• Work to be completed
After finding the line that contains "awning in the photo above." in the material below, print that line and all subsequent lines exactly, up to and including the last.

+ + + + +

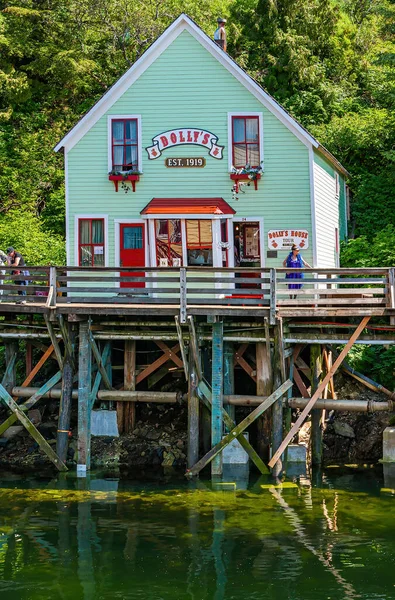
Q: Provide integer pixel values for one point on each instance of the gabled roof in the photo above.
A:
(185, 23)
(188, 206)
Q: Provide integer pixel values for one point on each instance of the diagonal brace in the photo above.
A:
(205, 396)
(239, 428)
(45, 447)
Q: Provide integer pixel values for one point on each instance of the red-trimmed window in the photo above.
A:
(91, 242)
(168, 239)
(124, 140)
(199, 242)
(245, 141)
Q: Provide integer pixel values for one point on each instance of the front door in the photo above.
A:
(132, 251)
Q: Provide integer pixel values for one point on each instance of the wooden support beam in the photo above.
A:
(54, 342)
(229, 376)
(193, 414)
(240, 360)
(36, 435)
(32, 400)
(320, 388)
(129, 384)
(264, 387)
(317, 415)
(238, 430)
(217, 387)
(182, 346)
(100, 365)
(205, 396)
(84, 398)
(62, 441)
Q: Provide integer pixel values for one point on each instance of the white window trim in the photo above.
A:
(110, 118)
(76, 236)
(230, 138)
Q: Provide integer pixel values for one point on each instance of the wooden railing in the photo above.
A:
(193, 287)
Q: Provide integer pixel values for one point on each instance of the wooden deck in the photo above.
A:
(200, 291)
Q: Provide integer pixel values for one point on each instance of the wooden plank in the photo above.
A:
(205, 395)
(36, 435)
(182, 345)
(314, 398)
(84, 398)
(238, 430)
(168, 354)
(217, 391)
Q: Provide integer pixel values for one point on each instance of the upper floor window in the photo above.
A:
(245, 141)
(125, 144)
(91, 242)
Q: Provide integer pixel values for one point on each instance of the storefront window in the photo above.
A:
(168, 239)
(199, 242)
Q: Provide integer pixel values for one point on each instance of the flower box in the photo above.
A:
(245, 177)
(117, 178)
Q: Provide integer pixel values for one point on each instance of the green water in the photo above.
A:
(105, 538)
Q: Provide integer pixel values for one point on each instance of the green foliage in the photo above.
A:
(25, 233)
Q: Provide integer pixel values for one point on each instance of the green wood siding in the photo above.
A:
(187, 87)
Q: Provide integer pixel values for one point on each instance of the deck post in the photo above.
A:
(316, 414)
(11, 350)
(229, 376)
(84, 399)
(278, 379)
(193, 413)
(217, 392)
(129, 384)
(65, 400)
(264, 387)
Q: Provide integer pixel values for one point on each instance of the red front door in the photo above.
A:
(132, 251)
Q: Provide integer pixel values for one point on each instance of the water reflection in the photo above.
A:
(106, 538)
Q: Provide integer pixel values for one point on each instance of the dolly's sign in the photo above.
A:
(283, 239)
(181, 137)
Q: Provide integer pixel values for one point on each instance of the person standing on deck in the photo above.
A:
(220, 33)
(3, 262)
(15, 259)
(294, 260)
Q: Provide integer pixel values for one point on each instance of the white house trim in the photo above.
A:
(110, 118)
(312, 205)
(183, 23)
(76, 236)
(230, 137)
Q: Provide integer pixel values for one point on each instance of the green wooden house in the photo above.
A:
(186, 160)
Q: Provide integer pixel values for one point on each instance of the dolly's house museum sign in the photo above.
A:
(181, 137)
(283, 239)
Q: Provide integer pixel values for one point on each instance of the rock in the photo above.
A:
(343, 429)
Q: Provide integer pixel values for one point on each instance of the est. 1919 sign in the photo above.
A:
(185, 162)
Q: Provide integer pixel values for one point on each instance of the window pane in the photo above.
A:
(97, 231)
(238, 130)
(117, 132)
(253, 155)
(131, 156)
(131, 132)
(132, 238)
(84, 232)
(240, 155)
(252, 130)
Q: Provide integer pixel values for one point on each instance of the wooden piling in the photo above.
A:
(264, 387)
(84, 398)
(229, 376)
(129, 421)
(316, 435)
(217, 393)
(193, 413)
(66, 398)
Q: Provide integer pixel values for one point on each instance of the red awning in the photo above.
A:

+ + + + +

• Answer box
Q: Provide integer pixel values for one point on each instance of the red awning in the photo above.
A:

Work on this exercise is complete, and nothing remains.